------ STORED ROWS ------
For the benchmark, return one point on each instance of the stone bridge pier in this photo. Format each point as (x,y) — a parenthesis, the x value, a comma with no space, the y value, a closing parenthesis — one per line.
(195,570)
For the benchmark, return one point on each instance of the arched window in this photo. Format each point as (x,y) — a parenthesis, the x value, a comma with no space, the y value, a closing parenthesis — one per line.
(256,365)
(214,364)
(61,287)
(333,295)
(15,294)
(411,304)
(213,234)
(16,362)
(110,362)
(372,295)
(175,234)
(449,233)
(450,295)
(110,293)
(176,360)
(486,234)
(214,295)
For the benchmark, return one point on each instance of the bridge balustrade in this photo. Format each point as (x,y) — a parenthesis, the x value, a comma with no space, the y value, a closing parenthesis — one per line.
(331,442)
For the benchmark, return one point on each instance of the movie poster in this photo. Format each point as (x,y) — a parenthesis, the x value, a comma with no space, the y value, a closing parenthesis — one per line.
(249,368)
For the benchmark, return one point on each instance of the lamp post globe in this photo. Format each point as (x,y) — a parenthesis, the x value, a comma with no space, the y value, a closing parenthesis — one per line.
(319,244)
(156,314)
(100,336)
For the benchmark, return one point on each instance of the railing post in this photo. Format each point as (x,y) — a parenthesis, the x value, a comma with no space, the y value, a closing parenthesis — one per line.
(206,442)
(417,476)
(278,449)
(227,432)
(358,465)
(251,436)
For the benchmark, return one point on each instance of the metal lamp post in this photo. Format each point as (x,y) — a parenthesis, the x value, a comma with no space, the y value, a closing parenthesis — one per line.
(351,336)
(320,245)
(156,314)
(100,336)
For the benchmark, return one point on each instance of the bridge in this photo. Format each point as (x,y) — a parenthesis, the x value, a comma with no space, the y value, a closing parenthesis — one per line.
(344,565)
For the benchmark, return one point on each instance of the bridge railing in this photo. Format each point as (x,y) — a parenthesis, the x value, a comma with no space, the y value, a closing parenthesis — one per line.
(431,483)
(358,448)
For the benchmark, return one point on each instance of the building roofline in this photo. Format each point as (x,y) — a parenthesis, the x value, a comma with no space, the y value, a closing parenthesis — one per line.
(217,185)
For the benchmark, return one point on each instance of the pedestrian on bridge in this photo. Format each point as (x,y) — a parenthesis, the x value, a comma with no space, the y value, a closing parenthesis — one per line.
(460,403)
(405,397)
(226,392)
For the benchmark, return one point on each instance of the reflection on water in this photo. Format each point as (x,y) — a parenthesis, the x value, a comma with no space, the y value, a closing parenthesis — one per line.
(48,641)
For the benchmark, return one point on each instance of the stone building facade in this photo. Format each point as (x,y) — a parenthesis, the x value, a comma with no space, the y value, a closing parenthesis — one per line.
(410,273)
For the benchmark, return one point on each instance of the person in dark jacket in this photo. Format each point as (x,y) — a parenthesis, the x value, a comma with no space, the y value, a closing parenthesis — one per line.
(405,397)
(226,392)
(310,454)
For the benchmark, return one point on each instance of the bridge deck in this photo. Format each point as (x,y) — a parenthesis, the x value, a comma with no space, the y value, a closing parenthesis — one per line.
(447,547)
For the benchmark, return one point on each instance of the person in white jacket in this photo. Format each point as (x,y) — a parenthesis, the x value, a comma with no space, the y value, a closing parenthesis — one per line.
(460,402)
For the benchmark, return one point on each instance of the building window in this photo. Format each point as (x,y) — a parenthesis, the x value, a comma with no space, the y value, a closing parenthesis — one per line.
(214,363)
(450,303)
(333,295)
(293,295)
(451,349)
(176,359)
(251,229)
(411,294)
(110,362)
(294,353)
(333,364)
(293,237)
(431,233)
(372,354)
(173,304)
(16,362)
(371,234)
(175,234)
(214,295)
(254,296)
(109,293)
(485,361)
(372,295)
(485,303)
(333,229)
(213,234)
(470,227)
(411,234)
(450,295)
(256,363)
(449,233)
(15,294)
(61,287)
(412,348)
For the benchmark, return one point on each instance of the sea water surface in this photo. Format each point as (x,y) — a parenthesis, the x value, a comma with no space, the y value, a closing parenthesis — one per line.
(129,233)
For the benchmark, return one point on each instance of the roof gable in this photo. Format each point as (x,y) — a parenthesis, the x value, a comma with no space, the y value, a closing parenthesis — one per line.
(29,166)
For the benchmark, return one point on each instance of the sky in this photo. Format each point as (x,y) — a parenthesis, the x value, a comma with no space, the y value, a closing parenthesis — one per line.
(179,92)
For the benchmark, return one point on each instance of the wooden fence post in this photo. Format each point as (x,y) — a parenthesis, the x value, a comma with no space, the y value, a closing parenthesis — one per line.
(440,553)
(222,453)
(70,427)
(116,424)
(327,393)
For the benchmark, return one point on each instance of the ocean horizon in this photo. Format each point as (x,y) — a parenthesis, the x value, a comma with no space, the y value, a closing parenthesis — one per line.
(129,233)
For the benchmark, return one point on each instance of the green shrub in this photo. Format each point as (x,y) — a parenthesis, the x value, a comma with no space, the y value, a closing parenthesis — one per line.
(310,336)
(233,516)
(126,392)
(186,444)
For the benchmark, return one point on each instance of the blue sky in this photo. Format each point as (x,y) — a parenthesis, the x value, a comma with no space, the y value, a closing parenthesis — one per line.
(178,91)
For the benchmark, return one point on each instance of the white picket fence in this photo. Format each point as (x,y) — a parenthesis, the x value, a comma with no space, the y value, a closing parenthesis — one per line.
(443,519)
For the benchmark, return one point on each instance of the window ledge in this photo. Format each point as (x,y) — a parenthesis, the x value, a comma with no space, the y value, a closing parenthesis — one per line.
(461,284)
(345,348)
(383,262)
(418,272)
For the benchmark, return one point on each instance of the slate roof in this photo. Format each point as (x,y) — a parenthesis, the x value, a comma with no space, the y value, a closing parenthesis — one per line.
------
Every entry needs to be retyped exactly.

SOLUTION FOR THIS PROBLEM:
For the benchmark, return one point on each instance of the stone bridge pier in this photo. Format each point as (x,y) — a parenthesis, the x value, a comma with no space, the y value, a closing parenthesis — one per line.
(195,570)
For the benchmark, return one point on each instance of the arched window in this photo. Format each point as (x,y) — a parenthesis, the x value, a comma with no space, the y value, a closing parenthesis — one per line.
(256,365)
(214,364)
(61,287)
(333,295)
(15,294)
(411,304)
(213,234)
(16,362)
(110,362)
(372,295)
(175,234)
(449,233)
(450,295)
(110,293)
(176,360)
(486,234)
(214,295)
For the benchmark, return one point on each instance of the bridge balustrade in this photo. Format each point as (x,y) — a parenthesis, the x value, a comma with no space, the y value, a closing parenthesis — one per line.
(331,442)
For the benchmark, return one point on each instance of the movie poster in this photo. Format each point as (x,y) — a parenthesis, the x value, a comma with no space, the y value, a closing parenthesis — one per line.
(249,368)
For the benchmark, return one point on each instance of the lamp post globe in this photo. Format each point as (x,y) — a parenthesis, the x value, a comma with no space, the y value, a closing parenthesis — one per line.
(319,244)
(156,314)
(100,336)
For the benchmark, return one point on each instance of the railing post in this photo. Format each point as (x,y) — a parenthesis, the x value, a comma with no space, the y value, a closing parenthesis — one per line.
(206,442)
(417,476)
(278,449)
(227,432)
(358,465)
(251,436)
For the benchmark, return one point on each instance of the metal lamp post in this photo. Format each point as (x,y) — a parenthesis, the x value, a comma with no space, the y value, a closing parenthesis — one per line.
(351,336)
(320,245)
(156,314)
(100,336)
For the benchmark, return one point on each instance of the bridge in this photo. Format each point as (x,y) — a parenthesis, the x value, a comma with no space, the y value, a closing parenthesis — one per line.
(344,565)
For the benchmark, return one point on each instance of the bridge railing in this photo. Format each point as (x,y) — a parenthesis, the x value, a comma with no space, the y value, a closing parenthesis — one per line.
(431,483)
(358,448)
For the benchmark, return one point on each instance of the building roofline in this photo. Format each point as (x,y) — a parenthesis, the x value, a comma with no space, the y value, a closing parenthesis — one per line.
(217,185)
For the benchmark, return one point on each instance of the pedestrian on bridge in this photo. Format each point as (x,y) — a parenthesis, the x value, a comma with no space, the y value, a closing parenthesis — one per line.
(460,403)
(405,397)
(226,392)
For the benchmark, return one point on each instance of the reflection on water in this photo. Format each point as (x,y) — a parenthesis, the x value, a comma with no space, the y value, a closing parenthesis — one per line.
(48,641)
For the benchmark, return one point on each instance of the stone building facade in this photo. Format each point as (x,y) — a parenthesis, the x value, a comma with no space, the y value, a closing parenthesis — one per line.
(410,273)
For the benchmark, return one point on each instance of the person in dark jacket in this photo. Format each point as (x,y) — a parenthesis, the x value, a comma with no space, the y value, a closing parenthesis — one per line.
(405,397)
(226,392)
(310,454)
For the benchmark, return one point on each instance of the bridge deck in this photo. Format each point as (x,y) — a parenthesis, the x value, a comma with no space, the y value, a closing parenthesis — one per line.
(447,547)
For the benchmark, return one point on each instance of the person in white jacket in this photo. Format each point as (x,y) — a parenthesis, the x value, a comma with no space, the y value, a closing parenthesis — one per line.
(460,402)
For the benchmark, return one point on each instance of the building window in this photo. Format each point as (x,y) — a parenthesis, the x value, a comma with no space, the y value, a closing parenthesis — one per line.
(214,363)
(450,303)
(333,295)
(293,295)
(451,349)
(176,359)
(251,229)
(411,294)
(110,362)
(294,353)
(333,364)
(293,237)
(431,233)
(372,354)
(173,304)
(16,362)
(371,234)
(175,234)
(214,295)
(254,296)
(109,293)
(485,361)
(372,295)
(485,303)
(333,229)
(213,234)
(470,227)
(411,234)
(450,295)
(256,363)
(449,233)
(15,294)
(61,287)
(412,348)
For the benchmark, return one point on each instance of the sea water surface in this photo. Format each point as (x,y) — a parenthesis, the x value, a comma with no space, the y value, a closing parenthesis — one per line.
(129,233)
For the benchmark, return one point on each instance of the roof gable in this photo. Format each point as (x,y) — a parenthesis, the x value, a comma with no space, the y value, a closing parenthesis — one per line.
(29,166)
For the benchmark, return one point on each instance of the sky in this photo. Format each point as (x,y) — a parenthesis, the x value, a comma with no space, the y value, a closing parenthesis — one per line.
(179,92)
For the benchmark, return one point on each instance of the wooden fence post in this photo. Format each point as (x,y) — a parenthesis, the x value, a comma with no space, the y value, a closing parenthesis — one per line.
(440,553)
(222,453)
(70,427)
(116,424)
(327,393)
For the benchmark, return one point on each instance of the ocean horizon in this photo. Format each point as (x,y) — a parenthesis, the x value, a comma with no space, the y value, a closing parenthesis — one per line.
(129,233)
For the benchmark, return one point on each instance of the green shrub in this photo. Format each point as (x,y) — a parenthesis, the x value, a comma with no space, the y value, a closing parenthesis — one per line.
(310,336)
(233,516)
(126,392)
(186,444)
For the benchmark, return one point on each instance of the blue sky in this photo. Format each point as (x,y) — a parenthesis, the x value, a comma with no space, the y value, a closing parenthesis — one per line.
(178,91)
For the benchmark, return one point on each instance of the white picket fence in this photo. Format each point as (x,y) — a parenthesis, the x value, a comma with no space, the y value, a closing parenthesis — one per line.
(443,519)
For the benchmark, return one point on each instance of the window ledge in this photo. Format each point as (x,y) — a parenthesis, the x value, a comma with no space, the y value, a closing parenthesis — one per line.
(461,284)
(345,348)
(383,262)
(418,272)
For the benchmark, return one point on each instance of the slate roof in this photo. Format each point as (x,y) — a parenthesis, the x value, a comma with no space, the y value, a closing parenthesis — one per line.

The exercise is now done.